In den letzten Jahrzehnten hat die Vielfalt an Magnolien durch den Einfluss der Pflanzenzüchtung stark zugenommen. Die reinen Arten gibt es noch immer, aber ebenso zusätzliche Kreuzungen zwischen den einzelnen Arten. Die populärste Magnolienart in unseren Breiten ist die Tulpen-Magnolie (Magnolia x soulangeana). Sie präsentiert sich wie alle Magnolien als grosser, langsam wachsender Baum oder Strauch, der hauptsächlich in die Breite geht. Die Hauptäste senken sich mit den Jahren Richtung Boden und geben dem Baum einen feinen Schwung. Die Tulpen-Magnolie ist ein sommergrüner Baum und kann eine Höhe zwischen fünf bis neun Meter erreichen, wobei der Stamm eher krumm und kurz ist. Die Magnolie verdankt ihre beeindruckende Wirkung ihrer bis zu acht Meter breiten, ausladenden Krone. Sowohl bezüglich der Blütenfülle als auch des Wuchses gewinnt die Tulpen-Magnolie mit zunehmendem Alter. Bäume zwischen dem 30. und 50. Standjahr gehören zu den schönsten.

Datenliste:

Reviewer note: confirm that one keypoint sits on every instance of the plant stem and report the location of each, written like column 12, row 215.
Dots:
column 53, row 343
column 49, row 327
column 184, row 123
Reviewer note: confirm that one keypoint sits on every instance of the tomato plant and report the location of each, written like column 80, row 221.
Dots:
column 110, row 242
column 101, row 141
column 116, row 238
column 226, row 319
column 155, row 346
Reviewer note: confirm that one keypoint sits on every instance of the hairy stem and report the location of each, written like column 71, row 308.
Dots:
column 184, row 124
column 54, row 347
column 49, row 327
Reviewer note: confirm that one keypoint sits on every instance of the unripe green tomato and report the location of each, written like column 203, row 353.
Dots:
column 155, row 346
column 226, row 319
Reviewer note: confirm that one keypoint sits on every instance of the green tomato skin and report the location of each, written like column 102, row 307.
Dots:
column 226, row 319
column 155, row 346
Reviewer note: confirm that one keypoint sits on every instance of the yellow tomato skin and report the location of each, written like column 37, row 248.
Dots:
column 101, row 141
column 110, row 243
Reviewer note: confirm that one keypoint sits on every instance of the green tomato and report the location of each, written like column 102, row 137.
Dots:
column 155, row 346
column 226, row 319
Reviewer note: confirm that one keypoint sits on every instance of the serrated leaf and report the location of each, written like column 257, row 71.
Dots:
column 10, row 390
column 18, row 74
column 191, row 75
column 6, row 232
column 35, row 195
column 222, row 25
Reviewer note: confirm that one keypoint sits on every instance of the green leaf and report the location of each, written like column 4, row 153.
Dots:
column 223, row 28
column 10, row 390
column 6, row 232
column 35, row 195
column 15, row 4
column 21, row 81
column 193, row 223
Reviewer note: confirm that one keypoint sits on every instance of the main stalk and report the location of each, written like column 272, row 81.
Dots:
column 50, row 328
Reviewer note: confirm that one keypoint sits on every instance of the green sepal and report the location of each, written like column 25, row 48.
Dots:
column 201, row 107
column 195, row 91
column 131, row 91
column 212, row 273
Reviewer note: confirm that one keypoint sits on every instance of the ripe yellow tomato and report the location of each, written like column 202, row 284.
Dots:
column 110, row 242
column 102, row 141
--
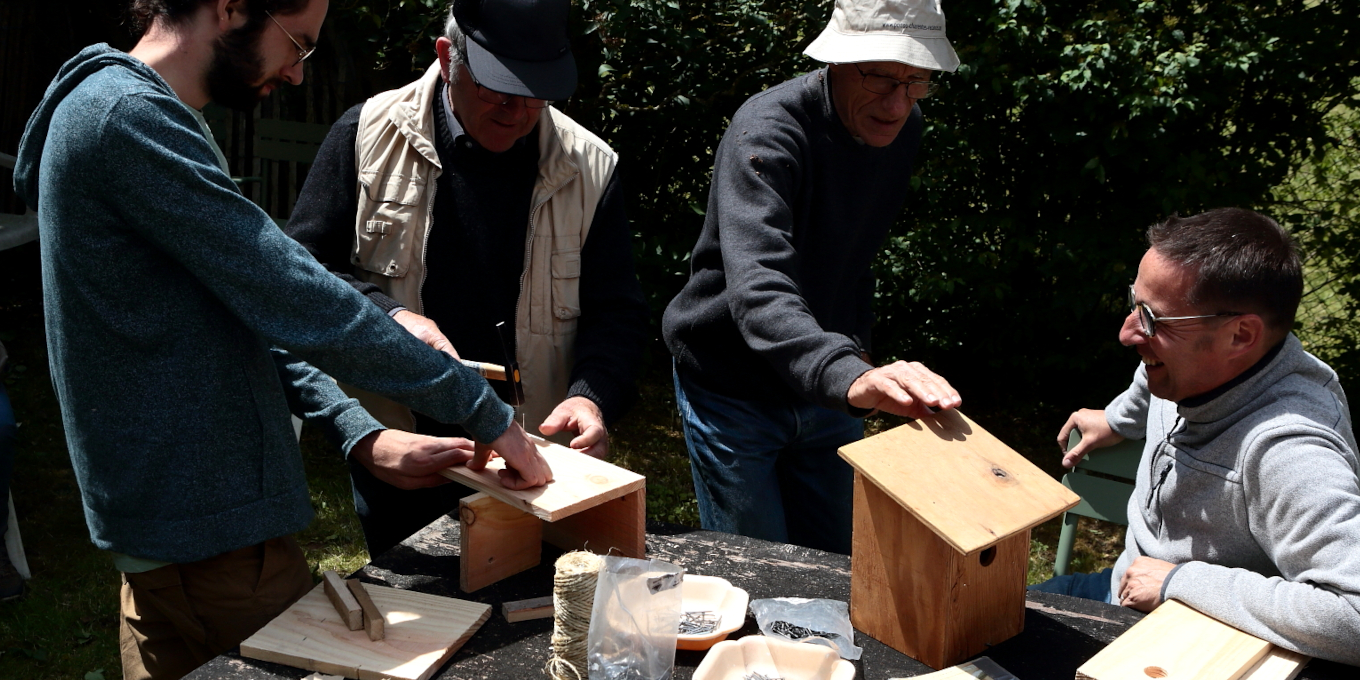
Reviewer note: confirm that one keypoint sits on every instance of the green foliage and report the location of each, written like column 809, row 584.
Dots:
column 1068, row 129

Gestellte Aufgabe 1:
Beantworte anhand des Ausgangstexts über die Tulpen-Magnolie:
(a) Welche Höhe kann die Tulpen-Magnolie erreichen?
(b) Wie breit kann ihre ausladende Krone werden?
(c) Zwischen welchen Standjahren gehören die Bäume zu den schönsten?
Gestellte Aufgabe 2: Führe den Ausgangstext über die Tulpen-Magnolie im selben Stil fort, im Anschluss an seinen letzten Satz.
Die Einträge haben mit dem Ausgangstext nichts zu tun.

Antwort 1:
(a) Zwischen fünf und neun Meter.
(b) Bis zu acht Meter.
(c) Zwischen dem 30. und dem 50. Standjahr.

Antwort 2:
Die Tulpen-Magnolie verdankt ihren Namen den markanten Blüten. Sie öffnen sich von April bis Mai, sind tulpenförmig und dickfleischig. Dank einer immensen Menge an einzeln, stehenden, leicht duftenden Blüten ist die Tulpenmagnolie ein äusserst attraktiver Frühlingsblüher. Die Blüten sind weiss, mit hellrosafarbenen bis violetten Einfärbungen, die je nach Sorte unterschiedlich stark ausgeprägt sind. Bereits im Winter bildet der Baum einen dickknospigen Blütenansatz.

Ein Traum von einem Baum: Je älter die Magnolie, umso mehr Blüten trägt sie.

Sternenzauber beim Schloss Hünegg 

Ein besonders schönes Exemplar von einer Sternmagnolie (Magnolia stellata) finden wir beim Schloss Hünegg in Hilterfingen, gleich neben dem Bassin und dem Springbrunnen. Ein Besuch beim Schloss lohnt sich daher bereits jetzt (Saisoneröffnung ist am Muttertag, 10. Mai 2020). Von der Schlossterrasse aus geniesst man zudem eine prachtvolle Aussicht auf den Thunersee und die Vor- und Hochalpen des Berner Oberlands.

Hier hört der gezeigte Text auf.